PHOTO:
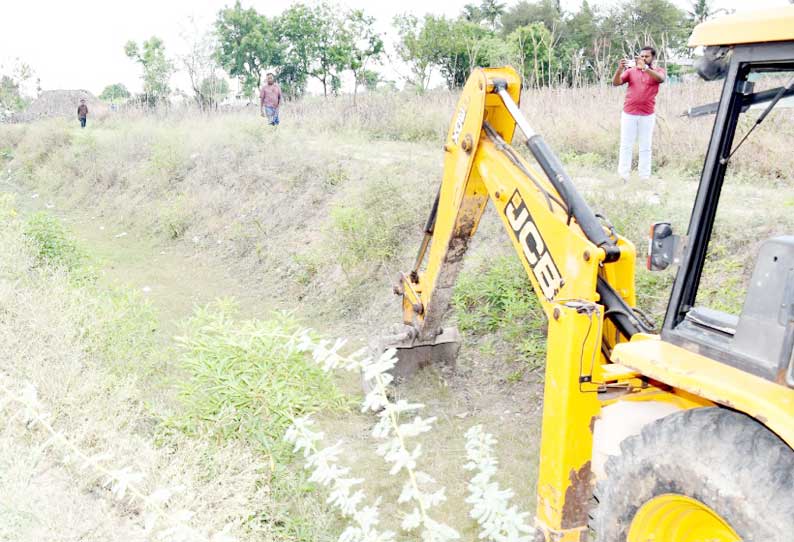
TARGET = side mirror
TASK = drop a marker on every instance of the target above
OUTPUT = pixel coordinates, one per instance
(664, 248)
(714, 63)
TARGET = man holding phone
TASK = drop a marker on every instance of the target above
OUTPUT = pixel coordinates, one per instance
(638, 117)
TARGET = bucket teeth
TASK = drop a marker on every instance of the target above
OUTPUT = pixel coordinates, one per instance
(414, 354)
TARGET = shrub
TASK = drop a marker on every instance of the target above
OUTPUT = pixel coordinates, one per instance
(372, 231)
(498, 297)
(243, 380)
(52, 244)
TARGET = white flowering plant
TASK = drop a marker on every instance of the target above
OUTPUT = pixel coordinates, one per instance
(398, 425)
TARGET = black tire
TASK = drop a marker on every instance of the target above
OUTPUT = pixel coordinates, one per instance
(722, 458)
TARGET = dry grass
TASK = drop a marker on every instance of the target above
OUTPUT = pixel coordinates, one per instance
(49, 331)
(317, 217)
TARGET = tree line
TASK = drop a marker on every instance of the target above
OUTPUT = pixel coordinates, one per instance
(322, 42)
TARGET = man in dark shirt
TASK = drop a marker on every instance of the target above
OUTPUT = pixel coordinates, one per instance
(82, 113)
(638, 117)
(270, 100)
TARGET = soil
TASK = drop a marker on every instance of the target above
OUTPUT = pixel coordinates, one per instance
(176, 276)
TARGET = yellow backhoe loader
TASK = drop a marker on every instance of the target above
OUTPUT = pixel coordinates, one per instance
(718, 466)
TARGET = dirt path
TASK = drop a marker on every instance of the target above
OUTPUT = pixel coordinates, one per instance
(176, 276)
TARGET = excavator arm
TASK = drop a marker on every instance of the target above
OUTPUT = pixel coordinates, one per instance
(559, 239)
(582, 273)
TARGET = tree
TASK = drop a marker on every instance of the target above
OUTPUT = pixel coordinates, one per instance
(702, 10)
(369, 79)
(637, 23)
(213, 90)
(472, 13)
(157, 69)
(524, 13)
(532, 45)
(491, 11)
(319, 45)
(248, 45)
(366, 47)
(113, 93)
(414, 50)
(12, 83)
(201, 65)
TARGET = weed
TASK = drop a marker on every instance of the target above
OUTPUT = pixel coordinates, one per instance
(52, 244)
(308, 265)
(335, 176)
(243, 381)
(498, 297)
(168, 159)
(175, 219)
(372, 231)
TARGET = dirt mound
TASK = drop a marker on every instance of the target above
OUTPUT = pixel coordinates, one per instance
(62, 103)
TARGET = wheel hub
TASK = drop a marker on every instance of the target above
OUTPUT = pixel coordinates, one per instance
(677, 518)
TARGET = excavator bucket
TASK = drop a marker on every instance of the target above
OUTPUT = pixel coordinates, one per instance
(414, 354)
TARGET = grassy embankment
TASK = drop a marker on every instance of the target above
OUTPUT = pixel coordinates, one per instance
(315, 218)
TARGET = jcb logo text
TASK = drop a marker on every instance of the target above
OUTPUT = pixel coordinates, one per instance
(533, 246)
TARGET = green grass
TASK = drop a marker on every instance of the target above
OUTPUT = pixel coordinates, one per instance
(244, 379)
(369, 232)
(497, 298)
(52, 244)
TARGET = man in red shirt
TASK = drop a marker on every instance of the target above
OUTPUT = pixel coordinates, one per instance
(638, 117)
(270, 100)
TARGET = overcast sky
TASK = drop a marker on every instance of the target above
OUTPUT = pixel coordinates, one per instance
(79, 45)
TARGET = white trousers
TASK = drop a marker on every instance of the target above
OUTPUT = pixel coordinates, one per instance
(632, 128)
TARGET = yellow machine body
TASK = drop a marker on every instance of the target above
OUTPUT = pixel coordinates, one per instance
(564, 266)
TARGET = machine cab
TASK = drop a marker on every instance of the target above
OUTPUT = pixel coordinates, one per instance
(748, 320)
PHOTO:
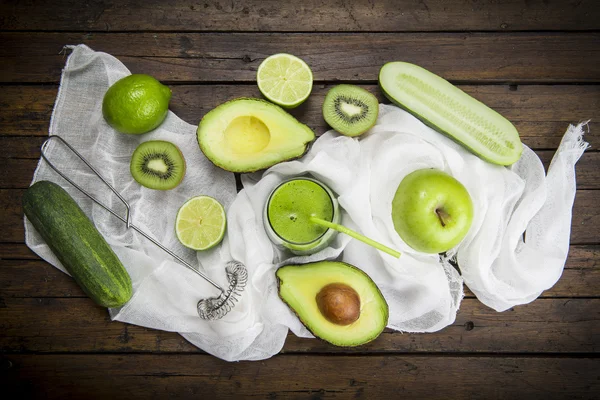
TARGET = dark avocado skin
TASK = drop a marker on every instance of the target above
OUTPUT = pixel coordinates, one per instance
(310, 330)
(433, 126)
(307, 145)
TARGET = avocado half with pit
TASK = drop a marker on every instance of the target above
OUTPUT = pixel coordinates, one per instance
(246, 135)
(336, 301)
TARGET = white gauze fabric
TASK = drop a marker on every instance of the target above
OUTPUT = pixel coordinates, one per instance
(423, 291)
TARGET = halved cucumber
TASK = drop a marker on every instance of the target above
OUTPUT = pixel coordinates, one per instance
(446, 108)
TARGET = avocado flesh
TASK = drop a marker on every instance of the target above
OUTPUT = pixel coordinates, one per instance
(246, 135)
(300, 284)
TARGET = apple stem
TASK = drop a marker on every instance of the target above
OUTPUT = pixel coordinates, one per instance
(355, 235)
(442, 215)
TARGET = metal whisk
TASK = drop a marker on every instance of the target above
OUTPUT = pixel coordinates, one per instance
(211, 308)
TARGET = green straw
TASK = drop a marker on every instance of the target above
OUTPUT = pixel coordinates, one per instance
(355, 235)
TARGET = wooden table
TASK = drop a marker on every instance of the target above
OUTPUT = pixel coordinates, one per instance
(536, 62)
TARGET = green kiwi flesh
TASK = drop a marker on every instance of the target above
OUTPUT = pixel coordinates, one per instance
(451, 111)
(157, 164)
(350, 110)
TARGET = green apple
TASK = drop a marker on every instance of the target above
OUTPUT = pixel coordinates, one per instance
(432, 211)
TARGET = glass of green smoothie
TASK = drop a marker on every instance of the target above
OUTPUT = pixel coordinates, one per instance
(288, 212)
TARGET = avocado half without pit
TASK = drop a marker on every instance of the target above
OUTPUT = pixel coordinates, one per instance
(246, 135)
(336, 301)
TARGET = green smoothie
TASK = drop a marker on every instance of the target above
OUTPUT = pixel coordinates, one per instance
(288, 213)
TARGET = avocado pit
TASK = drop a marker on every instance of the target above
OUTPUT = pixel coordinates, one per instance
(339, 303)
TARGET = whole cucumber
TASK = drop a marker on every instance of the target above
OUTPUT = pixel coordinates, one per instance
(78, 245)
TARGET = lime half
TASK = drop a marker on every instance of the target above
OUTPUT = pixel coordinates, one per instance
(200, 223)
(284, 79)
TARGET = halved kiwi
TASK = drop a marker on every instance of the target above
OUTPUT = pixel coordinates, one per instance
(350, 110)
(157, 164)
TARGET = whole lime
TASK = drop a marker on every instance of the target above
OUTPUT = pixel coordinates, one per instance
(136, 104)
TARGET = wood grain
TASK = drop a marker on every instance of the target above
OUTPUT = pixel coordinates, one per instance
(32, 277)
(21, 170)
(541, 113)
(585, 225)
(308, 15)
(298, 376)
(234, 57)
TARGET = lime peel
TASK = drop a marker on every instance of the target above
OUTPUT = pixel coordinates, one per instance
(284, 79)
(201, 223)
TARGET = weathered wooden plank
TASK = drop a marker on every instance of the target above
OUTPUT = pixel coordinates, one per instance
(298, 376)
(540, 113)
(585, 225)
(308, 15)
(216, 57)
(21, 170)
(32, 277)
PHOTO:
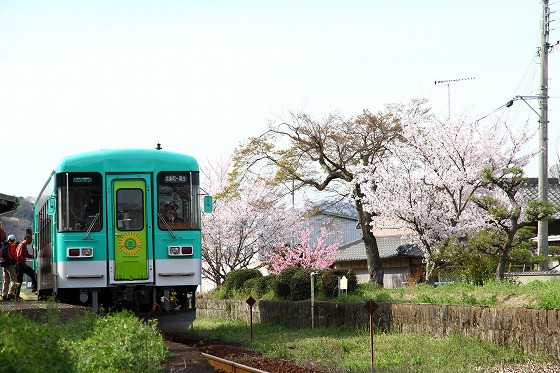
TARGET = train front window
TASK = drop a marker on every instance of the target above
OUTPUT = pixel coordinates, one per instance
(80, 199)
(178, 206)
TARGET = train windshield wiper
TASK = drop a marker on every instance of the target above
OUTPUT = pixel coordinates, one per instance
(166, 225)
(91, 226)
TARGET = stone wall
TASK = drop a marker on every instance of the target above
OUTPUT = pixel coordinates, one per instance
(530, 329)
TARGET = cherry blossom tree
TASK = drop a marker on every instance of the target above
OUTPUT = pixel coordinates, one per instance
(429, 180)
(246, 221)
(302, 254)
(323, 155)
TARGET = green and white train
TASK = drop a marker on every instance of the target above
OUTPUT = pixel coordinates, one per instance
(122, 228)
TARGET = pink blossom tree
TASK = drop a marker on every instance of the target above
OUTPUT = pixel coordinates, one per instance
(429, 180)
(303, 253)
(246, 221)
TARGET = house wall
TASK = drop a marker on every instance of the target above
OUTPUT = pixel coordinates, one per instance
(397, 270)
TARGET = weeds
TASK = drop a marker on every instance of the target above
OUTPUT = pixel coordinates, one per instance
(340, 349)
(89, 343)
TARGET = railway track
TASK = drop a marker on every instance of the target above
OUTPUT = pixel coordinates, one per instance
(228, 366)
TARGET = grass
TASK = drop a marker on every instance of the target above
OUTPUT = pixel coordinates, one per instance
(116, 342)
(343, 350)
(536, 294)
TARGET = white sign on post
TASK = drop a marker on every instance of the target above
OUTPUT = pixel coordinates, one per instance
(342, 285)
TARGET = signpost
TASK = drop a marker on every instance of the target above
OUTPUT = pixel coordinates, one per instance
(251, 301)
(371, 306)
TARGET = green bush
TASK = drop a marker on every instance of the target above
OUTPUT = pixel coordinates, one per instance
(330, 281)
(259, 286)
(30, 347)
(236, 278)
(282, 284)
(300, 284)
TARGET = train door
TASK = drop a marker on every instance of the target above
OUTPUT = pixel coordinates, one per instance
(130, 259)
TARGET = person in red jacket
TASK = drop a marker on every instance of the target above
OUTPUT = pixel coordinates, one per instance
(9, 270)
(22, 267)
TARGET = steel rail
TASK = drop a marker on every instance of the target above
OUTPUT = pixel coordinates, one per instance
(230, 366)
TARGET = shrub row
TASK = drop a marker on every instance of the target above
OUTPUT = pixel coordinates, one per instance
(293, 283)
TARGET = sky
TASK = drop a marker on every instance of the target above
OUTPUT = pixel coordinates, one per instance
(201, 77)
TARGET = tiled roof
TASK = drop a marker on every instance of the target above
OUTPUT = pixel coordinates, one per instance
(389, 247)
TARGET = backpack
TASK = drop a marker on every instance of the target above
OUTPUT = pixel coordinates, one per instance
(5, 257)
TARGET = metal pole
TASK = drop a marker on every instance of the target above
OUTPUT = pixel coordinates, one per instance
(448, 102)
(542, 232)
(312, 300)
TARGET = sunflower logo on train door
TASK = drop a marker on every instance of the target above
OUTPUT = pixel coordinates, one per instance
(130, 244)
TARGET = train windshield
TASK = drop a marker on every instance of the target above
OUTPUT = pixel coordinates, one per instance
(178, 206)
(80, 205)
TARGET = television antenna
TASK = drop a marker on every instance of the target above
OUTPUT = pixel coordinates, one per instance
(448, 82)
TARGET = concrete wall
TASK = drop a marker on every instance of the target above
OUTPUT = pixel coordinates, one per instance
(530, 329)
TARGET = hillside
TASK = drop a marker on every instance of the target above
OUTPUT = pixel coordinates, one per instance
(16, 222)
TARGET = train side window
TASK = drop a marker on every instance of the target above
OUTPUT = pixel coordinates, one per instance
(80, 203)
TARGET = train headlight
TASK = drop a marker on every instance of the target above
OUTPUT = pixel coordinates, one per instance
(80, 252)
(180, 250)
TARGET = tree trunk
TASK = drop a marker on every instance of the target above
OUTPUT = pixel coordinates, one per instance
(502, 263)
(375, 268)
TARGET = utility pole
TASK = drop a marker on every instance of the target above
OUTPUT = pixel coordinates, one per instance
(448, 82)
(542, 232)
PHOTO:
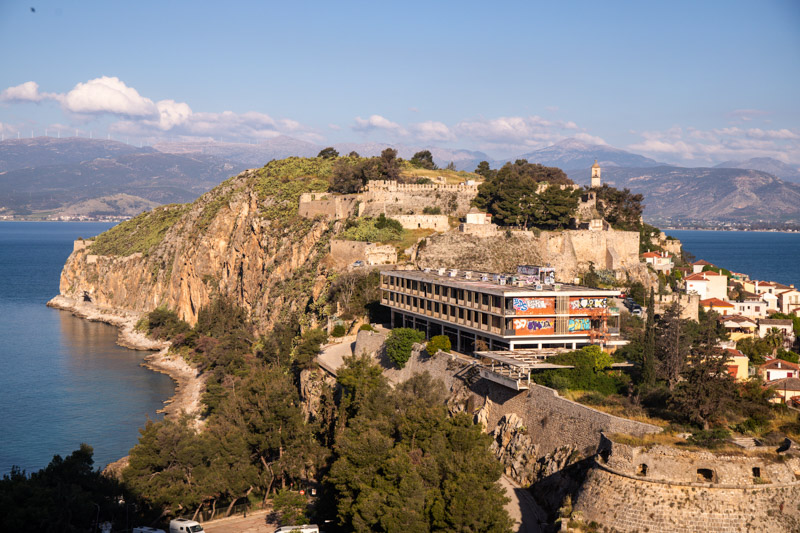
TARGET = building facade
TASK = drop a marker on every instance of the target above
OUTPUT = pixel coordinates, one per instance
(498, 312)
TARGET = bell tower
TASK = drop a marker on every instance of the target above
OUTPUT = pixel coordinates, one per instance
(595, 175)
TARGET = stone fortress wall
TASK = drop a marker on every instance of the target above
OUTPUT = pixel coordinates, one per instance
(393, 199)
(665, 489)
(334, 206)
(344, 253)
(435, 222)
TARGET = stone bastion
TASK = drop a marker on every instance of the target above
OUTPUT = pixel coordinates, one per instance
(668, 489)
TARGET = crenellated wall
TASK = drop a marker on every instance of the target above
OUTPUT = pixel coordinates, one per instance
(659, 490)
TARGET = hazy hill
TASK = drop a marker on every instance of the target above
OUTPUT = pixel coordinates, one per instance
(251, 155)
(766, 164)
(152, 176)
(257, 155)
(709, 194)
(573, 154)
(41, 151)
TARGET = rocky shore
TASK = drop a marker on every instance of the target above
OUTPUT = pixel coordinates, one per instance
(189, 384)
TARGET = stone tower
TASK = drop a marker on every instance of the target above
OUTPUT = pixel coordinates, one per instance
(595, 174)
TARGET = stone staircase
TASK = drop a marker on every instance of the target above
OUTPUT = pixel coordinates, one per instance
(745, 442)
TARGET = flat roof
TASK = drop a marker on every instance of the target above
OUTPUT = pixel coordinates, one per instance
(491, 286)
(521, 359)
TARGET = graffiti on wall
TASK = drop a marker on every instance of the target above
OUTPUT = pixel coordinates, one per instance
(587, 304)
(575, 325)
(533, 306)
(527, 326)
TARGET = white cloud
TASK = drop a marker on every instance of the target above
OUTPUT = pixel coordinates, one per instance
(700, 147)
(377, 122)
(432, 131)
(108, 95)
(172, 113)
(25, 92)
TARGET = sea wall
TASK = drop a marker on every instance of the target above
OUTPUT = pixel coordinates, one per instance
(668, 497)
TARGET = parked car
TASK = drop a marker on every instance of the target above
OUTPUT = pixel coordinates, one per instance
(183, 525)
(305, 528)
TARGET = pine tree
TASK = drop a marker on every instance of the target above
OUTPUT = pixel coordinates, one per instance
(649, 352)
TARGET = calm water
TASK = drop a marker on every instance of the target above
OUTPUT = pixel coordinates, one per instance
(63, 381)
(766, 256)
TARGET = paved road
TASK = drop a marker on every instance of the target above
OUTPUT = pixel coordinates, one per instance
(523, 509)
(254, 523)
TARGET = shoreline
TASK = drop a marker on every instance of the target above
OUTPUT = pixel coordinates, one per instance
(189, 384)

(What is being asked) Rewrite the listing from the line containing "TARGET = shoreline" through the end as a Markdown table with the columns Number and Entry. Give each non-blank line its own row with its number.

(Solution for this exercise)
| Number | Entry |
|---|---|
| 1 | TARGET = shoreline |
| 2 | TASK = drop a marker on every instance of the target above |
| 3 | OUTPUT = pixel coordinates, one per instance |
| 4 | (189, 384) |